> _TEXT_
================================
LBreakout is an Arkanoid-type game.  It features loads of levelsets and can be very addicting!  More details: http://lgames.sourceforge.net/index....ect=LBreakout2.

----------


## SparkyDawg

In addition to native linux games, some people make third party installation programs, if you google it, they have one for Call Of Duty for free(except you need the call of duty copy, nothing illegal)

----------


## bobgreen5s

I beat the first cup in tuxracer and it says "You've won this cup" but I can't go to the next cup. Anyone else get this?

----------


## jdodson

ok. i have accepted it to this point, but it is getting a bit much.

Here is a new rule for this thread:  "Do post on getting games to work here, you have the entire games section for that, this section is for Uber linux games, not problems with them."

-the management

----------


## FluffyElmo

These seem to have slipped through, Beneath a Steel Sky in particular is an entertaining classic adventure game. And there are few enough of those for any platform these days. 

They are both in the Universe repositories so installation couldn't be much easier :Smile:  And they use SCUMM VM which can play dozens of commercial adventure games (with improved graphics) if you have the disks lying around.

----

Beneath a Steel Sky
Category - Adventure
Requires 3D/Video - No
Free? - Yes
Platform - x86, amd64, others?
Description - Classic point and click adventure with a dark sci-fi storyline. Good storyline and a lot of fun if you like the old 2D point-and-click adventure games.
================================
> _ENTRIES SHOWN_
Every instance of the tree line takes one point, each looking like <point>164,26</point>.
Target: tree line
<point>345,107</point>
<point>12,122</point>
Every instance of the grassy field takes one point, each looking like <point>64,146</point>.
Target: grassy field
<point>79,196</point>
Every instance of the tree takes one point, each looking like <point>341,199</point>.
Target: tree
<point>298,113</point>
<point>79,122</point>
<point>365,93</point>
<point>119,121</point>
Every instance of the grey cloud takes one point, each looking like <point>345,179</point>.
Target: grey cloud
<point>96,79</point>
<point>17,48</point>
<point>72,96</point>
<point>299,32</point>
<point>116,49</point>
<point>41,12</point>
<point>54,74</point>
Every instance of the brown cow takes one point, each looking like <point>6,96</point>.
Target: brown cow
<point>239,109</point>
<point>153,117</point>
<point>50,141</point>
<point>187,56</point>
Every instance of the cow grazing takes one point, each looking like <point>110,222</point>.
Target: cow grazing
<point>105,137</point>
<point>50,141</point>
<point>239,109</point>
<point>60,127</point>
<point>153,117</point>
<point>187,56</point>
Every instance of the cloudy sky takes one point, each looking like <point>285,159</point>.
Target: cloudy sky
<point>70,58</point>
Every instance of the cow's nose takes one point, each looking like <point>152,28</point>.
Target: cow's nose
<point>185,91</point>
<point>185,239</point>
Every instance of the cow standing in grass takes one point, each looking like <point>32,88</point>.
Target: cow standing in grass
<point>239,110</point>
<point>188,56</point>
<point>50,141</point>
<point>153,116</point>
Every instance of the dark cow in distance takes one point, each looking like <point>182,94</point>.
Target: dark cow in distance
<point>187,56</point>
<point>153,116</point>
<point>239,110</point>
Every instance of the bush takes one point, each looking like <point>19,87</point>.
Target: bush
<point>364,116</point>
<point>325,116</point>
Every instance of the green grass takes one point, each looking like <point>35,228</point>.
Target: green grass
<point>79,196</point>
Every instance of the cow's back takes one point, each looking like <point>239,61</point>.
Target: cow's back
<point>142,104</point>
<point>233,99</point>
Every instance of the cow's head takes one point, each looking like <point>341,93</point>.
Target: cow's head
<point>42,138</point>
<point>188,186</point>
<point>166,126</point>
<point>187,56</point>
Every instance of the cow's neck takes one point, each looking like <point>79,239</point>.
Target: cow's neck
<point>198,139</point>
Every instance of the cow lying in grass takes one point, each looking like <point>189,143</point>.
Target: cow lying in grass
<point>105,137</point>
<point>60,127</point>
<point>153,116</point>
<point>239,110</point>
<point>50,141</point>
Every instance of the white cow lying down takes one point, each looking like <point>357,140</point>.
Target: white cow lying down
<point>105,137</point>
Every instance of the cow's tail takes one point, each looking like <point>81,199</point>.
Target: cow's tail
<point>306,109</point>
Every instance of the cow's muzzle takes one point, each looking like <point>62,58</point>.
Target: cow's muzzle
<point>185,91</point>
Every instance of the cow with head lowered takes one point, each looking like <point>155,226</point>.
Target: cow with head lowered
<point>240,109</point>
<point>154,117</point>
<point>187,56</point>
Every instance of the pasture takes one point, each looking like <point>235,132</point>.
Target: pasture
================================
> _TO DO_
a - What kind of game does the Linux games thread call LBreakout?
b - Reproduce a passage of the Linux games thread verbatim. Begin at the words "These seem to" and stop after "disks lying around.".

> _ANSWERS GIVEN_
a - An Arkanoid-type game.

b -
These seem to have slipped through, Beneath a Steel Sky in particular is an entertaining classic adventure game. And there are few enough of those for any platform these days. 

They are both in the Universe repositories so installation couldn't be much easier :Smile:  And they use SCUMM VM which can play dozens of commercial adventure games (with improved graphics) if you have the disks lying around.